DESCRIPTION OF THE TASK: Your output must reproduce all the records below precisely and contain no pictures.

Source data:
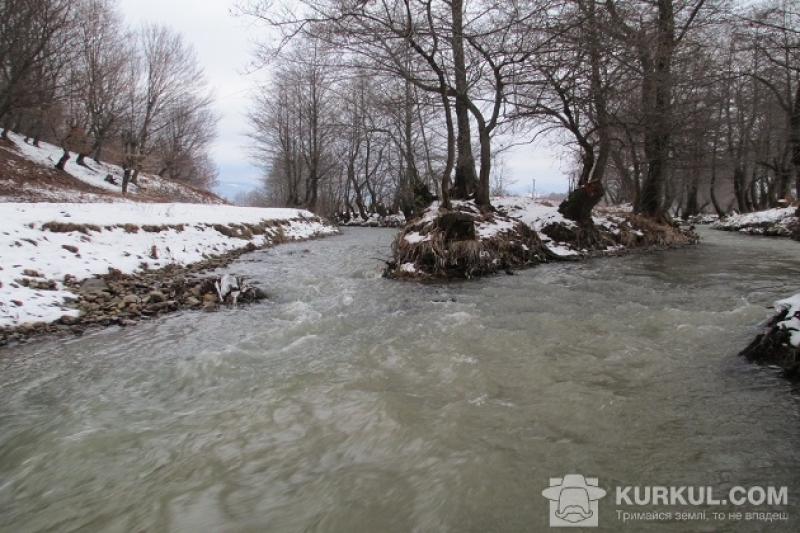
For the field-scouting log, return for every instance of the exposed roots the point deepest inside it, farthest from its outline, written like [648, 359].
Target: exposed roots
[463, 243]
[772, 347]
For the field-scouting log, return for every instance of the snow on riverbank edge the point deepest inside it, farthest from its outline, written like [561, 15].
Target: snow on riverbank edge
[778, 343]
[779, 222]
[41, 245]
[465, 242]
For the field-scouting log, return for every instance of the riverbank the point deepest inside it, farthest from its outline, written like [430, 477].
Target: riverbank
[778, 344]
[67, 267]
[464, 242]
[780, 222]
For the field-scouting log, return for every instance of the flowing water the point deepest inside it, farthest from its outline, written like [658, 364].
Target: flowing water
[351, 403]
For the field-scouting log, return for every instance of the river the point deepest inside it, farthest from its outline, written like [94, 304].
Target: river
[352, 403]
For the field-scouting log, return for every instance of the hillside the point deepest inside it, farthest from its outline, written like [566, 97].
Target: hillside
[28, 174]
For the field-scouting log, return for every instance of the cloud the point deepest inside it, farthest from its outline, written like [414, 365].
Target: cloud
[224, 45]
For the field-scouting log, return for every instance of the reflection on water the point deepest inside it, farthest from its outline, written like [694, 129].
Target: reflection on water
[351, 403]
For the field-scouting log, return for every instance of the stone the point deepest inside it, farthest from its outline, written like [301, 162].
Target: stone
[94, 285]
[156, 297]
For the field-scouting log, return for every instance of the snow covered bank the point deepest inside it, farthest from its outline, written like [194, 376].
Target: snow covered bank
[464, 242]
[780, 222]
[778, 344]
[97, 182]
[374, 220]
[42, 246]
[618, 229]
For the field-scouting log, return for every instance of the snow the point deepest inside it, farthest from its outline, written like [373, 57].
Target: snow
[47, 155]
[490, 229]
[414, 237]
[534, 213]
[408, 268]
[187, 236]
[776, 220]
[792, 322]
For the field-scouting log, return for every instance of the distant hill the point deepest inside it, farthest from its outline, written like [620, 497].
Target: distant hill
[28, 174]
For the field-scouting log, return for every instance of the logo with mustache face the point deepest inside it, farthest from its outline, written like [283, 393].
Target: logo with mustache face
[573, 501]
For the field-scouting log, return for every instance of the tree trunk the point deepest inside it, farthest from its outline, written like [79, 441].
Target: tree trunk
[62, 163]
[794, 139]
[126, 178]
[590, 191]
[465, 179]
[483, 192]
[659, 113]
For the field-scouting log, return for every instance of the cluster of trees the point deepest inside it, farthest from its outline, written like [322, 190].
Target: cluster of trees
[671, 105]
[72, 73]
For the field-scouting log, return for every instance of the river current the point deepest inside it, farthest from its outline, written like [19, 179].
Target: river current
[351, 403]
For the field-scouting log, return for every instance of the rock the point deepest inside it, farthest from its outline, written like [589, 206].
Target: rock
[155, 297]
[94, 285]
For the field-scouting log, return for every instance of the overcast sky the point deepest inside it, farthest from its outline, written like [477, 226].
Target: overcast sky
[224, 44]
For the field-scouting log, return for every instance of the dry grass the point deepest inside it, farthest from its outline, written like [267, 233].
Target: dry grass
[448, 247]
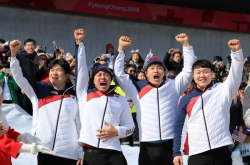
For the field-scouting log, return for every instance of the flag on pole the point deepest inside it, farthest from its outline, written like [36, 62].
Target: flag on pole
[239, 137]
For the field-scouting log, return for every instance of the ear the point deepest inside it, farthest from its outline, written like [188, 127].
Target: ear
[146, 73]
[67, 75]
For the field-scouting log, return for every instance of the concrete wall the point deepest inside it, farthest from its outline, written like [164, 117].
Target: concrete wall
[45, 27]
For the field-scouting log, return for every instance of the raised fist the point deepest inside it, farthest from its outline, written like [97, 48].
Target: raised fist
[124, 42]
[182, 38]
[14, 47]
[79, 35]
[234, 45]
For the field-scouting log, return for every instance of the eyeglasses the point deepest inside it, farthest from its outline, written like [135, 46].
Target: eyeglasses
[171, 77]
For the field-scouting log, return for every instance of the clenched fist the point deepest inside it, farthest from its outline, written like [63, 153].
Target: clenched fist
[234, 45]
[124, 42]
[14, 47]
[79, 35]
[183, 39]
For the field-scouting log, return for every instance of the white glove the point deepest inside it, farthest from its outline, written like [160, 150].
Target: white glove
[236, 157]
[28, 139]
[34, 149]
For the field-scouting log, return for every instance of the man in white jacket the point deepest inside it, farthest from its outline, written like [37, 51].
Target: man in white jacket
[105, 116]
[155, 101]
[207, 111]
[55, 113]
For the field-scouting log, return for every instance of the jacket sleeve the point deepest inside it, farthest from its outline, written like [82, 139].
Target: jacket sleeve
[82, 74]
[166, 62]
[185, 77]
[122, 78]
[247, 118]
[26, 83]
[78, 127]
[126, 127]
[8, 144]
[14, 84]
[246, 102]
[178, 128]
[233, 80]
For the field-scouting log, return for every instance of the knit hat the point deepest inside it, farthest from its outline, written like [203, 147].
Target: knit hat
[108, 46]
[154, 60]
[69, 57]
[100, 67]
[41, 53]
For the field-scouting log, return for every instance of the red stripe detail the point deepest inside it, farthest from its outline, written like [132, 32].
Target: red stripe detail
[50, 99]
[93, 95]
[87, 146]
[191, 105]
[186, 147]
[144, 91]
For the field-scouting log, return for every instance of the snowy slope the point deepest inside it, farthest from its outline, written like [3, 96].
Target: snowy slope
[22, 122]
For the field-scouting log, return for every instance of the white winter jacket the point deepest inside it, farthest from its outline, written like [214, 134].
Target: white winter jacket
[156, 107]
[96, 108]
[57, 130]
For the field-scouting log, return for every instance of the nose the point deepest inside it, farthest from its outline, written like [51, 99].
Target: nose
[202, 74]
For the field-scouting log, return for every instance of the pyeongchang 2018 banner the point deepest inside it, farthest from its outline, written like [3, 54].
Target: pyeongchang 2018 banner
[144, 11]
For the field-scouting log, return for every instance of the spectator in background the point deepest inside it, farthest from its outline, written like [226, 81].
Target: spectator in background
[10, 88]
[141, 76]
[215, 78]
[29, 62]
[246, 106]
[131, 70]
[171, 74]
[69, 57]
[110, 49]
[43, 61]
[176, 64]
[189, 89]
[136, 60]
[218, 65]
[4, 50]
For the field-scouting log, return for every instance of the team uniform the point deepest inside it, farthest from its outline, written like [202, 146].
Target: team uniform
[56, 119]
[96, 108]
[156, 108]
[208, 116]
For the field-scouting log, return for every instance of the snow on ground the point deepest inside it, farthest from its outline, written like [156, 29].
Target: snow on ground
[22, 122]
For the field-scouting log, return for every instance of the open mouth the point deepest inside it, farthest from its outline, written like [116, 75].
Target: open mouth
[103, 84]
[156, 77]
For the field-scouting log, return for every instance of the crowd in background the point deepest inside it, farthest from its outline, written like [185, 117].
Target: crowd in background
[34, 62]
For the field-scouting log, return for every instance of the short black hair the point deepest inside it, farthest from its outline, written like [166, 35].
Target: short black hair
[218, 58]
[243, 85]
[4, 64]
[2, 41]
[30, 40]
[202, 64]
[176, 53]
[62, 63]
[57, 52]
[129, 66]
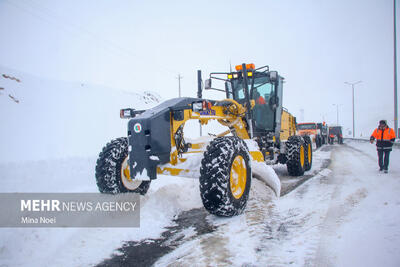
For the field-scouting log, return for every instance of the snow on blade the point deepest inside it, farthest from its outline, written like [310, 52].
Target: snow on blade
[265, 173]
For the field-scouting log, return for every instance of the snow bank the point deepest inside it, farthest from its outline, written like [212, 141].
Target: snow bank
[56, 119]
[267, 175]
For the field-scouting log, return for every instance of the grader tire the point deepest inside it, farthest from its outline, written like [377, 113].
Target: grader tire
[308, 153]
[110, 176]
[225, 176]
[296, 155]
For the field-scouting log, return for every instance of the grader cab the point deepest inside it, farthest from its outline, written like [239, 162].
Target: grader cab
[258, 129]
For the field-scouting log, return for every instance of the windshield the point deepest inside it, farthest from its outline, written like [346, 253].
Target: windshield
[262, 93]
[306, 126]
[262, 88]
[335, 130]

SOLUTION TO THIS PROBLEM:
For the field-scouting log, return for every instance of the exposed roots the point deepest inside it, farthest from its outline, written like [648, 359].
Target: exposed roots
[463, 243]
[772, 347]
For the field-scouting log, return for every instance of the snow on riverbank edge the point deepest inside it, farthest from its outline, written like [561, 15].
Target: snow on riverbank edge
[778, 343]
[779, 222]
[41, 245]
[465, 242]
For the field-scouting log, return for every instance of the riverbank the point deepest inside it, farthest from its outline, written like [430, 477].
Target: riverbank
[778, 344]
[67, 267]
[464, 242]
[780, 222]
For the field-scouting log, return for every instance of the flowing water the point deepest inside it, farthest from its outline, written like [658, 364].
Target: flowing water
[351, 403]
For the field-scouting log, return for every instance of the river the point deepest inside it, farthest from its outline, written like [94, 304].
Target: river
[352, 403]
For the field-scouting log, return for every instance of the hillside the point deepest inside it, farthest from its outline, written like [566, 97].
Target: hillside
[28, 174]
For the field-scouting log, return for every instance of the cloud the point deepest inside it, farthest from its outline, written like [414, 365].
Target: cloud
[224, 45]
For the field-scouting log, return for every instance of the reflection on water the point deepest inside it, farthest from its outline, written like [694, 129].
Target: reflection on water
[351, 403]
For the field-scouting log, return for every instance of the stone the point deepest inside it, farthest from its outline, written like [301, 162].
Target: stone
[94, 285]
[156, 297]
For the field-scouting log, return for every instance of the snow covered bank the point deepest inside it, farthest from its outline, written like [194, 376].
Target: snow covered bank
[464, 242]
[780, 222]
[778, 344]
[97, 182]
[374, 220]
[42, 246]
[618, 229]
For the field-scouting log, return for every instance of the snow the point deepest inside it, farthest from its outline, written like [373, 57].
Target: snow
[47, 155]
[490, 229]
[414, 237]
[534, 213]
[408, 268]
[187, 236]
[776, 220]
[792, 322]
For the field-scouting log, return for every instance of the distant hill the point deepest inside it, farthest from its outline, written like [620, 497].
Target: distant hill
[28, 174]
For the field-scouting log, return for every instance of the logo with mustache face the point deepest inside it, farthest from its outline, written like [283, 393].
Target: logo with mustache face
[573, 501]
For the field-scouting log, return for every instance of the tree trunk the point deepest inside it, farthest from its outline, written like [79, 441].
Target: tree trunk
[62, 163]
[794, 139]
[126, 178]
[590, 191]
[465, 179]
[483, 192]
[659, 113]
For the field-scouting log, return for every instance of the cluster of trees the point deepest inside it, farthest from its outline, written like [322, 190].
Target: cluster of trees
[671, 105]
[72, 73]
For the field-scouting log, return for every instance of the river current the point deepest inside it, farthest from its outline, written like [19, 179].
Target: river current
[351, 403]
For the field-scouting log, return for every instance of the rock the point deepest inside it, farthest from its outline, written like [589, 206].
Target: rock
[155, 297]
[94, 285]
For the field-scouting log, return for every instance of the overcast sky the point deepest inside it, farthest from its outline, written like [477, 226].
Target: overcast sky
[224, 44]
For the field-scouting log, return for every instance of the dry grass the point deepest inside it, farthest from its outline, written like [267, 233].
Target: dry grass
[448, 247]
For the field-scouting log, return for every instance of the flag on pole the point deepest inside it, farthest from its outline, written like [36, 62].
Target: flag on pole
[239, 137]
For the field-scouting log, return for every instance of the ear the point deepest inside it, farthest from its outline, written like [188, 127].
Target: ear
[146, 73]
[67, 75]
For the field-scouting log, return for every instance of the concrete wall the point deepest inside it, farthest from its outline, written like [164, 117].
Target: concrete wall
[45, 27]
For the field-scouting log, return for every instance of the raised fist the point deepest inside it, farthest from its outline, written like [97, 48].
Target: raised fist
[124, 42]
[182, 38]
[14, 47]
[79, 35]
[234, 45]
For the field-scouting log, return for every instance of the eyeglasses the point deepest inside it, farthest from its outline, written like [135, 46].
Target: eyeglasses
[171, 77]
For the field-scouting log, return for every instance of the clenched fist the point deepest inside it, farthest from its outline, written like [63, 153].
Target: clenched fist
[234, 45]
[124, 42]
[14, 47]
[79, 35]
[183, 39]
For the field-scouting log, return for every instance of the white glove the point deepest inside it, farthest from its outline, written like [160, 150].
Target: white glove
[236, 157]
[28, 139]
[34, 149]
For the field-scouting log, return for every instance of the man in white jacket the point deepest inside it, farthest from its outline, written like [37, 51].
Target: man in white jacket
[105, 116]
[155, 101]
[207, 111]
[55, 113]
For the field-scouting log, return for every instance of the jacket sleeve the point deepest inside it, farthest from its outline, written like [82, 139].
Target: jacket sleeve
[82, 74]
[166, 62]
[185, 77]
[122, 78]
[247, 118]
[26, 83]
[78, 127]
[126, 127]
[8, 144]
[14, 84]
[246, 102]
[178, 128]
[233, 80]
For the field-scouting log, return for every instance of the knit hat the point deepest inside it, farthest from its outline, written like [203, 147].
Target: knit hat
[108, 46]
[154, 60]
[69, 57]
[100, 67]
[41, 53]
For the field-scouting log, return for every instance of the red stripe detail the point deepest inside it, farthest from its outline, written like [132, 32].
Target: red stripe detail
[50, 99]
[93, 95]
[87, 146]
[191, 105]
[186, 147]
[144, 91]
For the field-scouting log, return for every instance of the snowy slope the point deepest inside it, farthest from its outline, written like [3, 96].
Target: snowy slope
[22, 122]
For the field-scouting log, return for every instance of the white winter jacket the point deepest inside it, farthest from its outline, written like [214, 134].
Target: white winter jacket
[156, 107]
[96, 108]
[57, 130]
For the field-scouting log, return for every instance of the nose the point deepest inside it, farthest from its outline, written like [51, 99].
Target: nose
[202, 74]
For the field-scouting log, return for every instance of the pyeongchang 2018 banner the point deepest inside it, farthest from its outline, written like [3, 54].
Target: pyeongchang 2018 banner
[144, 11]
For the field-scouting log, return for every instance of the spectator in background the point deepest inside it, farthest from its outline, written like [226, 81].
Target: spectator in background
[10, 88]
[141, 76]
[215, 78]
[29, 62]
[246, 106]
[131, 70]
[171, 74]
[69, 57]
[110, 49]
[43, 61]
[176, 64]
[189, 89]
[136, 60]
[218, 65]
[4, 50]
For the field-scouting log, return for every instance of the team uniform the point deepest inside it, farthest from its outline, written like [202, 146].
Target: team uniform
[56, 119]
[96, 108]
[156, 108]
[208, 116]
For the field-scouting log, return for every instance of the snow on ground the point deepest inside it, farthest from its outline, written like [156, 29].
Target: snow on ground
[22, 122]
For the field-scouting log, return for every instance of the open mouth the point deepest inside it, farthest from its outline, written like [116, 75].
Target: open mouth
[103, 84]
[156, 77]
For the field-scouting log, return for every instance of the crowd in background the point deepest inside it, farthest from its outline, written like [185, 117].
Target: crowd in background
[34, 62]
For the field-scouting log, return for every instance of the short black hair the point deepest inside it, farthest from its outline, written like [166, 35].
Target: short black hair
[218, 58]
[243, 85]
[4, 64]
[2, 41]
[30, 40]
[202, 64]
[176, 53]
[62, 63]
[57, 52]
[129, 66]
For the field-scouting log, return for every instance of the snow on blade the point deepest inside it, farthest from its outline, written like [310, 52].
Target: snow on blade
[265, 173]
For the field-scouting log, return for every instance of the snow bank the point deepest inside it, farthest from its outline, written like [212, 141].
Target: snow bank
[56, 119]
[267, 175]
For the field-scouting log, return for every instance of the grader tire the point deepest inside it, farthest from its outline, written like [377, 113].
Target: grader tire
[308, 153]
[110, 176]
[225, 176]
[296, 155]
For the field-scouting log, return for every instance of the grader cab the point deepest inside it, farthest from its outline, written like [239, 162].
Target: grader cab
[258, 129]
For the field-scouting log, return for every instance of the windshield the point deepest inside it, farthest from its outline, written like [346, 253].
Target: windshield
[262, 93]
[306, 126]
[262, 88]
[335, 130]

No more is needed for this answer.